Written instruction: Locate every line below that contains the word "window" and copy each of those lines.

+ + + + +

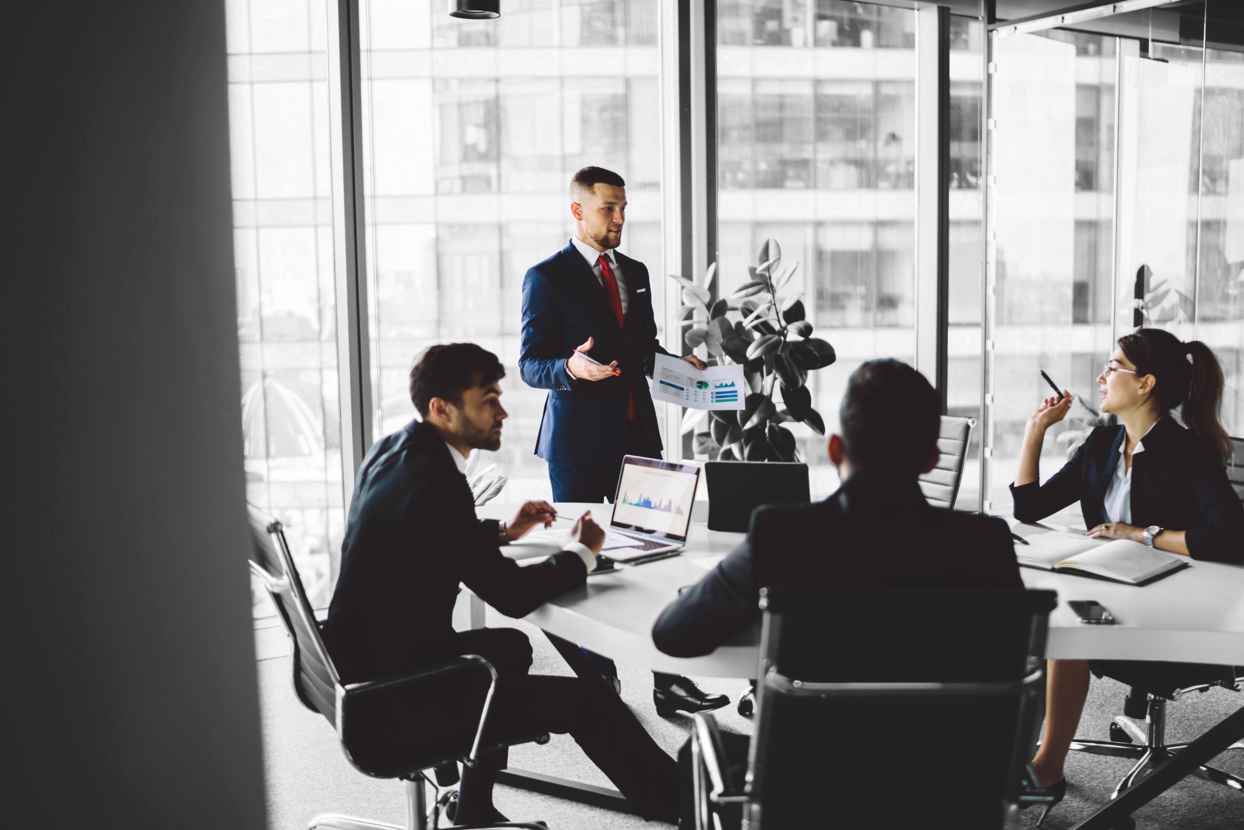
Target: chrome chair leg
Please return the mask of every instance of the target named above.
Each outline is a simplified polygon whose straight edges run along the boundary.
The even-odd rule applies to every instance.
[[[1131,718],[1125,718],[1123,716],[1118,716],[1117,718],[1115,718],[1115,725],[1126,732],[1128,737],[1132,739],[1132,743],[1136,744],[1148,743],[1144,730],[1141,729],[1138,725],[1136,725],[1136,723],[1133,723]]]
[[[352,815],[337,815],[336,813],[317,815],[307,823],[309,830],[315,830],[316,828],[333,828],[335,830],[409,830],[408,828],[399,828],[396,824],[368,821],[367,819],[356,819]]]
[[[1115,740],[1081,740],[1076,738],[1071,742],[1071,749],[1086,752],[1090,755],[1110,755],[1111,758],[1141,758],[1148,748],[1143,744],[1125,744]]]
[[[1197,778],[1203,778],[1207,781],[1229,786],[1233,790],[1244,790],[1244,778],[1232,775],[1230,773],[1223,772],[1217,767],[1210,767],[1209,764],[1202,764],[1197,769],[1192,770],[1192,774]]]
[[[1125,775],[1123,780],[1121,780],[1118,783],[1118,786],[1115,788],[1115,791],[1110,794],[1110,800],[1113,801],[1115,799],[1117,799],[1120,795],[1123,794],[1123,790],[1130,788],[1136,781],[1141,780],[1149,772],[1152,767],[1156,767],[1157,764],[1161,764],[1163,760],[1166,760],[1167,758],[1166,753],[1159,754],[1159,752],[1161,750],[1154,752],[1153,749],[1147,749],[1144,755],[1138,762],[1136,762],[1135,767],[1132,767],[1132,772]]]

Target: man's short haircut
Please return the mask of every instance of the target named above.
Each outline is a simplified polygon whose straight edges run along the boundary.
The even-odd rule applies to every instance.
[[[411,368],[411,402],[419,417],[427,418],[432,398],[462,406],[463,392],[503,377],[505,367],[496,355],[475,343],[429,346]]]
[[[578,202],[580,193],[596,193],[597,184],[624,188],[626,182],[613,170],[603,167],[585,167],[570,179],[570,200]]]
[[[847,380],[838,421],[852,467],[914,477],[937,452],[942,407],[914,368],[875,360]]]

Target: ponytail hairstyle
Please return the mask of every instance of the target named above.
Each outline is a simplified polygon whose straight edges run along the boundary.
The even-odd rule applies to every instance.
[[[1153,401],[1159,414],[1183,407],[1183,422],[1214,442],[1223,459],[1232,455],[1232,439],[1218,422],[1223,402],[1223,367],[1209,346],[1183,342],[1162,329],[1138,329],[1118,338],[1118,347],[1136,366],[1137,376],[1152,375]]]

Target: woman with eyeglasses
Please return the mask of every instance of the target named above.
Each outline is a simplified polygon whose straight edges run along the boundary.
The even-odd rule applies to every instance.
[[[1244,561],[1244,505],[1224,467],[1232,441],[1218,422],[1223,370],[1214,352],[1197,340],[1186,343],[1168,331],[1141,329],[1118,338],[1097,387],[1101,411],[1122,426],[1093,429],[1045,484],[1041,444],[1046,429],[1067,416],[1071,396],[1064,391],[1061,401],[1046,398],[1029,416],[1011,485],[1015,518],[1040,521],[1079,500],[1087,534],[1096,539],[1131,539],[1207,561]],[[1176,407],[1182,407],[1186,427],[1171,417]],[[1049,662],[1045,738],[1033,767],[1057,800],[1066,793],[1062,764],[1088,676],[1088,661]]]

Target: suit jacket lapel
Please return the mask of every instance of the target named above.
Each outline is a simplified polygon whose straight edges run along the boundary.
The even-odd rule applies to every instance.
[[[570,260],[571,285],[578,291],[588,311],[600,324],[611,326],[613,331],[617,331],[618,321],[613,316],[613,307],[610,305],[610,299],[605,295],[605,286],[596,279],[596,274],[587,264],[587,260],[578,253],[573,243],[569,243],[561,253],[562,256]],[[597,337],[597,340],[600,338]]]
[[[1088,482],[1088,492],[1085,493],[1085,498],[1088,504],[1096,505],[1095,509],[1100,514],[1100,519],[1095,524],[1101,524],[1106,521],[1106,490],[1110,489],[1110,480],[1115,477],[1115,470],[1118,469],[1118,449],[1123,445],[1123,441],[1127,438],[1127,429],[1123,427],[1118,428],[1118,434],[1115,441],[1110,444],[1110,452],[1106,453],[1106,459],[1102,463],[1102,468],[1097,470],[1096,479]],[[1133,479],[1135,487],[1135,479]]]

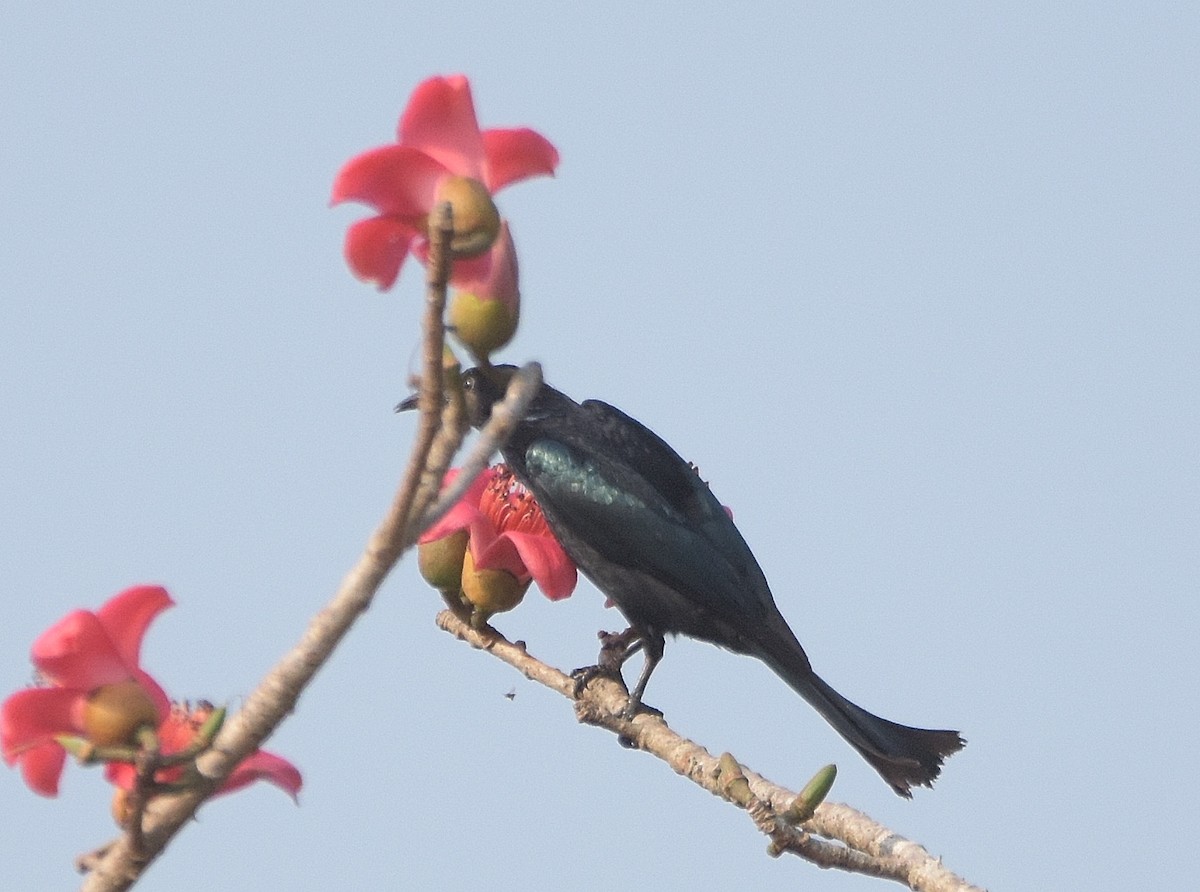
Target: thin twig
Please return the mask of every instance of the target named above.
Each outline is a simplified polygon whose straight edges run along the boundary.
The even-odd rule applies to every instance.
[[[154,797],[136,833],[122,836],[86,858],[83,863],[90,868],[90,873],[83,884],[84,892],[118,892],[137,882],[145,868],[162,854],[175,833],[212,795],[238,762],[262,746],[295,708],[300,693],[312,681],[317,670],[325,664],[355,619],[371,606],[376,592],[409,544],[409,539],[415,539],[420,534],[420,526],[413,528],[410,535],[406,535],[406,529],[410,528],[410,517],[418,513],[424,514],[437,496],[444,471],[444,467],[439,471],[430,456],[438,441],[444,405],[442,315],[445,307],[449,262],[445,245],[449,235],[449,209],[444,208],[431,228],[421,420],[416,445],[403,483],[386,516],[371,535],[359,561],[342,580],[337,593],[312,618],[299,643],[266,674],[246,699],[245,706],[224,724],[212,748],[197,759],[196,785],[178,795]],[[522,399],[527,400],[530,396],[532,394],[523,394]],[[511,424],[506,424],[503,418],[487,425],[480,436],[480,448],[486,447],[494,451],[502,444],[503,437],[508,436],[510,427]],[[440,444],[436,456],[438,465],[442,461],[449,463],[449,456],[458,442],[454,442],[452,447],[449,441]]]
[[[576,718],[617,735],[629,748],[644,750],[666,762],[714,796],[743,808],[770,838],[768,851],[799,855],[820,867],[880,876],[901,882],[914,892],[983,892],[942,866],[924,846],[894,833],[848,806],[826,802],[799,827],[782,815],[797,794],[761,774],[738,766],[749,784],[749,795],[732,796],[728,778],[721,777],[721,760],[698,743],[672,731],[659,716],[638,713],[632,720],[622,712],[629,700],[623,684],[598,676],[578,692],[572,677],[529,654],[523,642],[512,643],[494,629],[476,630],[449,610],[438,613],[438,625],[473,647],[508,663],[527,678],[575,701]],[[818,838],[822,837],[822,838]]]

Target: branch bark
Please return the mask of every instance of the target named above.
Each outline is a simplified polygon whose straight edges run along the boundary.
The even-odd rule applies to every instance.
[[[623,718],[620,713],[628,693],[614,678],[595,677],[576,695],[575,678],[533,657],[524,642],[508,641],[494,629],[473,629],[449,610],[438,613],[437,624],[472,647],[508,663],[527,678],[572,700],[575,716],[583,724],[612,731],[622,746],[656,756],[677,774],[744,809],[770,839],[768,851],[773,856],[791,852],[818,867],[894,880],[914,892],[984,892],[947,869],[941,858],[930,855],[920,844],[850,806],[824,802],[811,819],[793,826],[782,815],[797,792],[740,765],[739,776],[748,782],[750,795],[732,795],[731,779],[728,772],[721,770],[721,759],[672,731],[659,716],[642,712],[632,720]]]
[[[366,550],[342,580],[334,598],[308,623],[304,636],[259,682],[245,706],[221,729],[212,748],[197,759],[203,782],[187,792],[156,796],[146,807],[142,826],[84,856],[79,864],[89,873],[83,892],[119,892],[130,888],[162,854],[197,808],[209,798],[234,766],[259,748],[292,713],[304,689],[329,660],[354,622],[371,606],[376,592],[400,556],[425,528],[449,510],[452,501],[442,499],[432,509],[443,473],[462,443],[461,425],[443,425],[442,396],[443,310],[445,307],[446,264],[451,233],[449,206],[443,205],[431,226],[428,287],[426,292],[425,367],[421,385],[421,420],[416,443],[403,481],[383,522],[371,535]],[[510,383],[498,414],[480,432],[472,453],[480,468],[499,447],[541,384],[536,363],[523,367]],[[452,429],[452,430],[451,430]],[[478,473],[478,469],[476,472]],[[474,474],[472,474],[473,477]],[[462,475],[466,483],[470,477]],[[419,522],[413,522],[413,519]]]

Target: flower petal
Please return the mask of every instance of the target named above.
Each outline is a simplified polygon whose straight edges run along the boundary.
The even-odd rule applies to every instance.
[[[395,217],[368,217],[346,231],[346,262],[350,271],[379,291],[400,277],[400,268],[420,235]]]
[[[31,655],[48,682],[84,692],[127,681],[137,671],[126,663],[100,617],[88,610],[74,610],[43,631]]]
[[[463,493],[462,498],[455,502],[454,508],[451,508],[442,520],[434,523],[432,527],[421,533],[421,538],[418,539],[419,543],[430,543],[443,539],[451,533],[457,533],[460,529],[470,529],[474,525],[478,525],[480,520],[487,522],[479,511],[479,499],[484,496],[484,490],[487,489],[487,484],[491,483],[492,477],[496,472],[493,468],[484,468],[479,477],[476,477],[467,491]],[[442,489],[444,490],[455,478],[458,477],[458,468],[450,468],[445,477],[442,478]],[[494,534],[493,534],[494,535]]]
[[[0,743],[4,760],[13,765],[30,747],[58,734],[79,734],[82,690],[25,688],[0,706]],[[58,744],[54,744],[58,746]]]
[[[140,665],[142,639],[158,613],[175,601],[162,586],[133,586],[114,594],[96,611],[126,666]]]
[[[492,193],[530,176],[553,176],[558,168],[558,149],[528,127],[485,130],[484,155],[484,184]]]
[[[58,796],[59,779],[66,765],[67,752],[58,743],[43,743],[25,750],[20,756],[20,774],[30,790],[41,796]]]
[[[304,785],[304,778],[296,766],[283,756],[277,756],[263,749],[256,749],[238,762],[238,767],[230,772],[217,792],[234,792],[256,780],[266,780],[275,784],[293,800],[295,800],[296,794],[300,792],[300,788]]]
[[[56,796],[66,750],[54,735],[76,734],[83,694],[62,688],[18,690],[0,706],[4,760],[20,762],[20,773],[34,792]]]
[[[400,118],[402,145],[420,149],[456,174],[484,179],[484,138],[462,74],[419,84]]]
[[[419,217],[433,208],[446,168],[419,149],[382,145],[342,164],[330,204],[361,202],[380,214]]]
[[[575,591],[578,573],[553,537],[509,532],[503,533],[502,538],[511,540],[529,575],[547,598],[562,600]]]

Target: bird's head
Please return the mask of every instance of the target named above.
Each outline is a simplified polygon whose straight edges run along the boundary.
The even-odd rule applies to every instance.
[[[487,419],[492,417],[492,406],[504,399],[504,391],[516,371],[515,365],[491,365],[468,369],[462,373],[462,395],[472,427],[487,424]],[[415,409],[419,402],[420,394],[413,394],[396,406],[396,412]]]

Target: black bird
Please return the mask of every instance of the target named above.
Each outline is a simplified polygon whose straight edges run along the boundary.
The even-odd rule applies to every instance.
[[[515,369],[463,373],[472,424],[484,425]],[[500,450],[536,497],[563,549],[630,623],[646,665],[636,712],[665,635],[757,657],[809,701],[901,796],[931,785],[962,748],[958,731],[888,722],[850,702],[812,671],[732,519],[696,468],[656,433],[599,400],[577,403],[542,384]]]

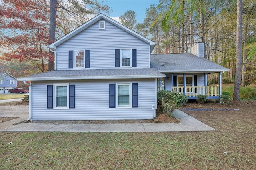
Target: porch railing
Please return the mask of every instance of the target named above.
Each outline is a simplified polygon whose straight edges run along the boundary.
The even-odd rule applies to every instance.
[[[172,90],[183,93],[183,86],[173,87]],[[198,95],[206,95],[207,96],[218,96],[219,86],[206,86],[206,94],[205,94],[204,86],[186,86],[185,95],[188,97],[195,97]]]

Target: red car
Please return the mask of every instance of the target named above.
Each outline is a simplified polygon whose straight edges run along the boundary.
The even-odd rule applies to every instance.
[[[9,90],[9,93],[19,93],[20,94],[22,94],[23,93],[28,93],[28,90],[24,90],[22,88],[14,88],[11,90]]]

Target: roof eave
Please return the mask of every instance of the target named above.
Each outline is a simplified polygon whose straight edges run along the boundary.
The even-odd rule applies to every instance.
[[[229,71],[229,69],[204,69],[204,70],[158,70],[160,73],[202,73],[202,72],[221,72],[223,71]]]
[[[18,81],[40,81],[50,80],[99,80],[110,79],[146,79],[162,78],[165,77],[165,75],[132,75],[121,76],[86,76],[86,77],[21,77],[18,78]]]

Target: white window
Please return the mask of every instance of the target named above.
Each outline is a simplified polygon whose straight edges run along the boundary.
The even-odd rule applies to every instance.
[[[105,21],[100,21],[99,23],[99,29],[105,29]]]
[[[183,82],[183,76],[178,75],[177,77],[177,86],[193,86],[194,85],[193,75],[186,75],[185,85]]]
[[[120,65],[121,67],[131,67],[132,65],[132,49],[120,50]]]
[[[56,109],[68,108],[68,85],[54,84],[54,108]]]
[[[116,87],[117,107],[131,107],[131,83],[117,83]]]
[[[84,68],[84,51],[75,51],[75,68]]]

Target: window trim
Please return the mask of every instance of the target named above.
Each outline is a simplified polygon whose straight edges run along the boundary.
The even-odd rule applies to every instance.
[[[122,65],[122,50],[130,50],[130,66],[123,66]],[[122,68],[131,68],[132,67],[132,49],[131,48],[126,48],[126,49],[120,49],[120,67],[122,67]]]
[[[131,82],[116,83],[116,108],[128,109],[132,108],[132,85]],[[129,106],[118,106],[118,86],[119,85],[129,85]]]
[[[104,24],[104,27],[103,28],[100,27],[100,24],[102,23]],[[101,21],[99,22],[99,29],[100,30],[104,30],[106,29],[106,22],[105,21]]]
[[[67,87],[67,106],[57,106],[57,87]],[[53,84],[53,109],[69,109],[69,84],[60,83]]]
[[[76,67],[76,51],[83,51],[84,52],[84,67]],[[84,49],[76,49],[73,51],[73,68],[75,69],[84,69],[85,68],[85,50]]]
[[[177,75],[177,86],[179,87],[179,82],[178,81],[178,77],[183,77],[183,75]],[[179,86],[179,87],[186,87],[186,77],[192,77],[192,86],[194,86],[194,75],[185,75],[185,82],[183,82],[183,86]],[[183,79],[182,79],[183,80]]]

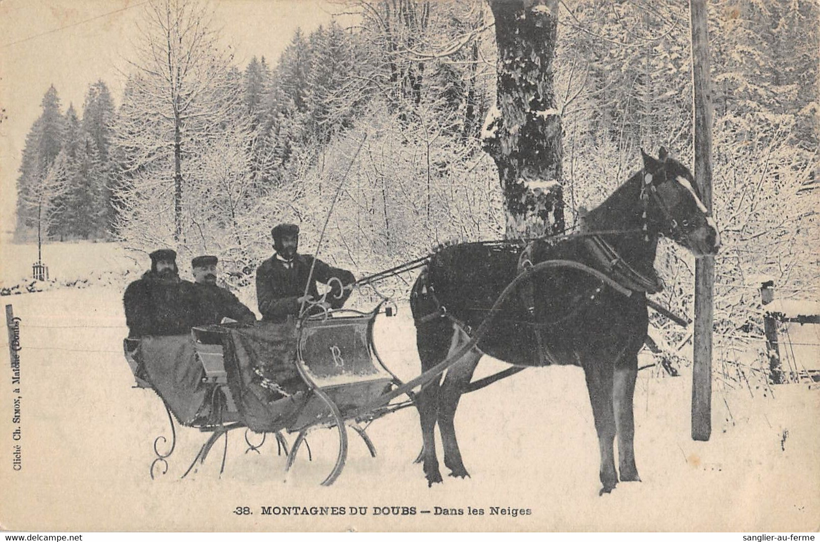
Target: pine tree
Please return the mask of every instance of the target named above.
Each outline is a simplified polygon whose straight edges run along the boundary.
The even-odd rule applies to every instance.
[[[118,224],[153,227],[153,239],[162,242],[184,241],[186,186],[198,181],[189,175],[198,157],[241,115],[241,74],[220,47],[212,20],[213,13],[196,0],[148,3],[134,74],[117,116],[122,174],[145,187],[129,193],[130,215]],[[151,197],[170,196],[170,232],[161,219],[166,203],[154,201],[158,209],[144,205],[148,186]]]
[[[38,228],[40,237],[46,233],[48,228],[41,211],[43,205],[48,206],[50,202],[43,202],[43,198],[46,196],[57,196],[60,192],[52,190],[53,187],[51,185],[59,185],[54,179],[49,181],[48,189],[41,186],[49,172],[54,173],[52,165],[60,154],[65,138],[66,122],[60,112],[60,98],[54,85],[46,91],[40,106],[43,113],[26,136],[20,175],[17,178],[18,237],[23,236],[29,228]],[[37,205],[34,205],[33,201],[37,201]],[[48,217],[51,219],[51,213],[48,213]]]

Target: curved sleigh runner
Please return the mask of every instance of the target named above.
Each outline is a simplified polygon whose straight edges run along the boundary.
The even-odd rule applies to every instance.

+ + + + +

Written solution:
Target: white window
Target: window trim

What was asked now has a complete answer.